| ACTIVIDAD PROPUESTA |
En el texto sobre la actitud paternalista en medicina, ¿qué efecto tiene la soledad sobre el dolor del enfermo?

| FRAGMENTO DEL DOCUMENTO |

Por Hugo Polcan
En este momento la pandemia nos pone de relieve que muchas veces nos vemos obligados a reconocer el dolor como parte inevitable de la realidad del propio cuerpo, en la que uno mismo se encuentra consigo constantemente y a la que tiene que enfrentar y es insustituible. Mi dolor de muelas es mío, no puedo no sufrirlo y nadie lo puede sufrir por mí. Por otro lado, el dolor físico y psicológico induce con frecuencia a una transformación de la propia existencia y la reacción puede ser tanto fecunda y revitalizante como catastrófica, de fortaleza o de depresión.
Vale la pena preguntarse de cómo quiere ser cuidada y acompañada la persona que vive esta situación. En esencia: reflexionar sobre lo que llamaremos “la práctica paternalista”, la importancia del respeto a la autonomía de los enfermos y el comprender cómo cuidar a un enfermo de manera excelente. (1)
La actitud paternalista
El paternalismo ha sido una práctica habitual en la tradición médica occidental, y sus raíces tan profundas aún no dan muestras de extinción. Su concepción fundamental estriba en considerar que los enfermos son personas que no pueden ni deben decidir sobre su propia enfermedad y con ello de hecho usurpan la verdad y la capacidad de decidir. No se tiene mala intención; por el contrario: se pretende, aunque habitualmente no lo consigue, hacer más soportable la enfermedad; pero sus efectos son definidamente contraproducentes. Lo habitual es que ya desde la primera visita el enfermo quiere saber qué tiene y si su estado es grave o no, pero el médico considera que la pregunta es inconsistente y la desestima o la esquiva con un lenguaje científico, complicado y confuso, y va hablando para silenciar la necesidad de verdad. El médico, no contestando, no se da cuenta de que genera una reacción primero de molestia y después de ansiedad. A veces le promete que se curará pero el enfermo, escaso de información, llega, solo y por su cuenta, a inquietarse por su gravedad, pero difícilmente lo puede compartir con alguien. Esta situación de mentira compartida, promovida por el médico y aceptada por la familia, se convierte en una verdadera tortura, porque condena al enfermo a la soledad, y ésta aumenta su dolor físico y psicológico.

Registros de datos
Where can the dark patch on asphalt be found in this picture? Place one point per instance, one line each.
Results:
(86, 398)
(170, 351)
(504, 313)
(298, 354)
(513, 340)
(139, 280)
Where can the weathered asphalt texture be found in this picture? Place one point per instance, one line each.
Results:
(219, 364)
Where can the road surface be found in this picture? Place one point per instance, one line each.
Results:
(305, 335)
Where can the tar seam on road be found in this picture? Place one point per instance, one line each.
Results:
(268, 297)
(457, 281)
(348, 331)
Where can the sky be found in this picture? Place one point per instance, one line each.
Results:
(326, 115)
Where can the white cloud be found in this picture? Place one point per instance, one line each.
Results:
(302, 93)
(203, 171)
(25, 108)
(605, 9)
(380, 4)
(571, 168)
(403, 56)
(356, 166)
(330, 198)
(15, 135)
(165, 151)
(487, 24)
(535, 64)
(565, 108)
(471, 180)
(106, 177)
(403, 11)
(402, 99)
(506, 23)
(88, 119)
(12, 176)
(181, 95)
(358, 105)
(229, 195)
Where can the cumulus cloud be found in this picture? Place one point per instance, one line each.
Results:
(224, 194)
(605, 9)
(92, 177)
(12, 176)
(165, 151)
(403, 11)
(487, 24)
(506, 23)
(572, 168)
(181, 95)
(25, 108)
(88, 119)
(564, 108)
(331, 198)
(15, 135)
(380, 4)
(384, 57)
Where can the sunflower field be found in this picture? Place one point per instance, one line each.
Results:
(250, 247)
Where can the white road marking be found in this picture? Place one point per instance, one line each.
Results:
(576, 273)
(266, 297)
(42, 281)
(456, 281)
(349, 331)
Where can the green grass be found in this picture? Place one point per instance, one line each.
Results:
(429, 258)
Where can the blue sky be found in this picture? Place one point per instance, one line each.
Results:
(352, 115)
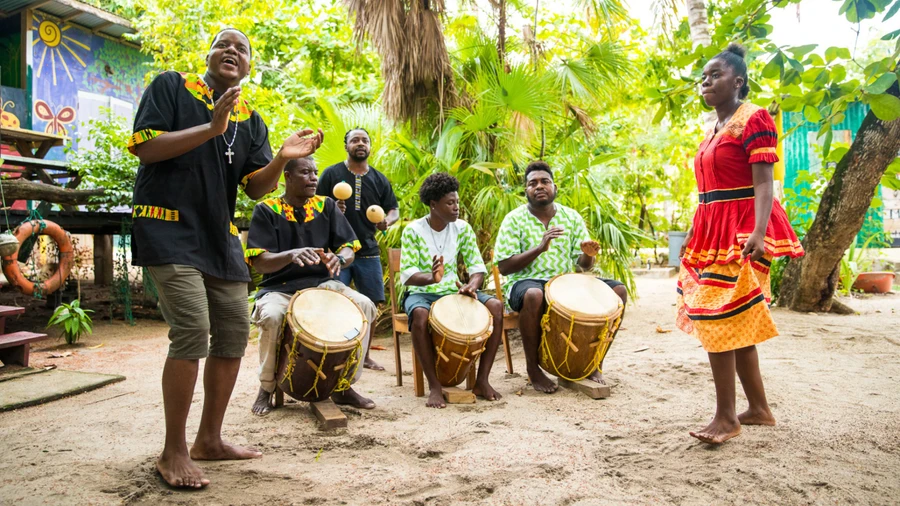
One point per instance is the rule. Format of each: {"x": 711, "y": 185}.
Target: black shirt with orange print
{"x": 276, "y": 226}
{"x": 184, "y": 207}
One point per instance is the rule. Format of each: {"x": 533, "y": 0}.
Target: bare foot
{"x": 371, "y": 364}
{"x": 262, "y": 404}
{"x": 597, "y": 376}
{"x": 718, "y": 431}
{"x": 180, "y": 471}
{"x": 436, "y": 398}
{"x": 486, "y": 391}
{"x": 222, "y": 450}
{"x": 541, "y": 382}
{"x": 351, "y": 398}
{"x": 757, "y": 418}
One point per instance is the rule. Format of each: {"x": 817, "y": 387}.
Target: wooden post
{"x": 103, "y": 260}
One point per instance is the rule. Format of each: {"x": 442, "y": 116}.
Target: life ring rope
{"x": 32, "y": 228}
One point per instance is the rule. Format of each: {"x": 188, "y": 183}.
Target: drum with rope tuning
{"x": 582, "y": 317}
{"x": 460, "y": 326}
{"x": 321, "y": 344}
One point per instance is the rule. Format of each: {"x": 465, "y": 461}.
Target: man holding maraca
{"x": 362, "y": 194}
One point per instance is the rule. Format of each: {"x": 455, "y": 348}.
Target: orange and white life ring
{"x": 66, "y": 257}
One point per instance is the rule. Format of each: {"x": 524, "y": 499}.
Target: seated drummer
{"x": 427, "y": 244}
{"x": 292, "y": 242}
{"x": 537, "y": 241}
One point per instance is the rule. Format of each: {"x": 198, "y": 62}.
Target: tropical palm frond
{"x": 606, "y": 12}
{"x": 519, "y": 90}
{"x": 415, "y": 65}
{"x": 609, "y": 60}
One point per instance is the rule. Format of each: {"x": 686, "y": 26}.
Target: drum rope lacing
{"x": 343, "y": 382}
{"x": 440, "y": 351}
{"x": 599, "y": 355}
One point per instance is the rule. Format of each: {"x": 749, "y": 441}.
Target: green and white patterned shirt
{"x": 420, "y": 243}
{"x": 522, "y": 231}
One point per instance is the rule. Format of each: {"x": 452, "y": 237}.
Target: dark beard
{"x": 535, "y": 203}
{"x": 357, "y": 158}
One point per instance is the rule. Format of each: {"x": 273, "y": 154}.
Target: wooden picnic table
{"x": 33, "y": 146}
{"x": 30, "y": 143}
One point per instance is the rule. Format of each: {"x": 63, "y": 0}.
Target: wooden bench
{"x": 34, "y": 163}
{"x": 400, "y": 325}
{"x": 15, "y": 347}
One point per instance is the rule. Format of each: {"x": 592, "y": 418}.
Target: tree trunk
{"x": 22, "y": 189}
{"x": 699, "y": 23}
{"x": 809, "y": 282}
{"x": 501, "y": 33}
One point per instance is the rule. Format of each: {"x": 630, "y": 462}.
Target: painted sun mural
{"x": 60, "y": 49}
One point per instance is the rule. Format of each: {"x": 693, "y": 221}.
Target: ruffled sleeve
{"x": 760, "y": 138}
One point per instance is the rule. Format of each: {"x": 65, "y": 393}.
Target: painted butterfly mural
{"x": 55, "y": 122}
{"x": 7, "y": 118}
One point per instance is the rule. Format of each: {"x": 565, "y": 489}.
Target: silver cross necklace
{"x": 229, "y": 153}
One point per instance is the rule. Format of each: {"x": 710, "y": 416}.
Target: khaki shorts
{"x": 207, "y": 316}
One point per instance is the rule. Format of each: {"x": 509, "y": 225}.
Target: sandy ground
{"x": 832, "y": 383}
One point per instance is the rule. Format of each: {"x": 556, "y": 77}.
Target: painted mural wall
{"x": 71, "y": 67}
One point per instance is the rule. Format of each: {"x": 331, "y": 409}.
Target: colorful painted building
{"x": 802, "y": 152}
{"x": 62, "y": 61}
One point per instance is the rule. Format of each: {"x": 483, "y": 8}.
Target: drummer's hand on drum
{"x": 332, "y": 263}
{"x": 304, "y": 256}
{"x": 551, "y": 233}
{"x": 590, "y": 248}
{"x": 467, "y": 289}
{"x": 437, "y": 268}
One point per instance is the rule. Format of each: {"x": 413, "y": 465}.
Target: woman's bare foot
{"x": 180, "y": 471}
{"x": 486, "y": 391}
{"x": 436, "y": 398}
{"x": 371, "y": 364}
{"x": 351, "y": 398}
{"x": 221, "y": 450}
{"x": 597, "y": 376}
{"x": 541, "y": 382}
{"x": 718, "y": 431}
{"x": 262, "y": 405}
{"x": 757, "y": 417}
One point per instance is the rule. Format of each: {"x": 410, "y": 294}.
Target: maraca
{"x": 375, "y": 214}
{"x": 342, "y": 191}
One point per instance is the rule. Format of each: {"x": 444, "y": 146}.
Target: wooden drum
{"x": 582, "y": 317}
{"x": 321, "y": 345}
{"x": 460, "y": 327}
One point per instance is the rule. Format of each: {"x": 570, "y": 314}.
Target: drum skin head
{"x": 582, "y": 294}
{"x": 461, "y": 315}
{"x": 327, "y": 315}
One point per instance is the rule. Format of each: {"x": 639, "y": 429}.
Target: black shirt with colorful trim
{"x": 184, "y": 207}
{"x": 370, "y": 189}
{"x": 276, "y": 226}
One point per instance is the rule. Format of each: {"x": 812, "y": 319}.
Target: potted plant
{"x": 72, "y": 320}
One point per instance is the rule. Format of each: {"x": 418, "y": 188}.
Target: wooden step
{"x": 11, "y": 310}
{"x": 20, "y": 338}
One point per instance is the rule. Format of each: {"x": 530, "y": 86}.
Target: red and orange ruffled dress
{"x": 722, "y": 300}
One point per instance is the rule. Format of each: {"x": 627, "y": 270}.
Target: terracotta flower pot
{"x": 874, "y": 282}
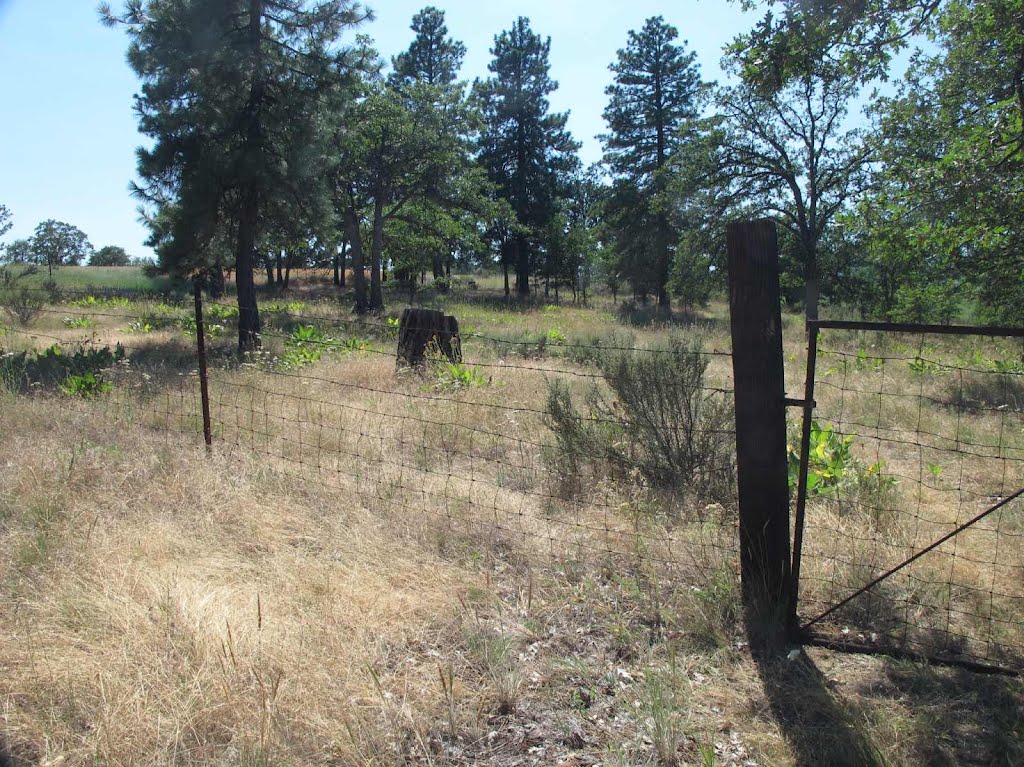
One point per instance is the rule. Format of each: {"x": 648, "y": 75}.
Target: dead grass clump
{"x": 198, "y": 609}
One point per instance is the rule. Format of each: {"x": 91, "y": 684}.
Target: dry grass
{"x": 364, "y": 573}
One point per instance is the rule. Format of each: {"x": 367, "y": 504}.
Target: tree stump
{"x": 419, "y": 328}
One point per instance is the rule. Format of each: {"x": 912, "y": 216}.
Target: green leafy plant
{"x": 221, "y": 311}
{"x": 451, "y": 375}
{"x": 52, "y": 367}
{"x": 555, "y": 336}
{"x": 925, "y": 367}
{"x": 140, "y": 326}
{"x": 79, "y": 322}
{"x": 656, "y": 418}
{"x": 94, "y": 302}
{"x": 305, "y": 345}
{"x": 834, "y": 471}
{"x": 284, "y": 307}
{"x": 828, "y": 460}
{"x": 864, "y": 360}
{"x": 459, "y": 376}
{"x": 85, "y": 385}
{"x": 23, "y": 303}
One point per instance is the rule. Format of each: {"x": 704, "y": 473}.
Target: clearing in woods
{"x": 260, "y": 605}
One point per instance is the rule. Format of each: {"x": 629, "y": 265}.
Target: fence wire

| TU RESPUESTA |
La soledad aumenta su dolor físico y psicológico.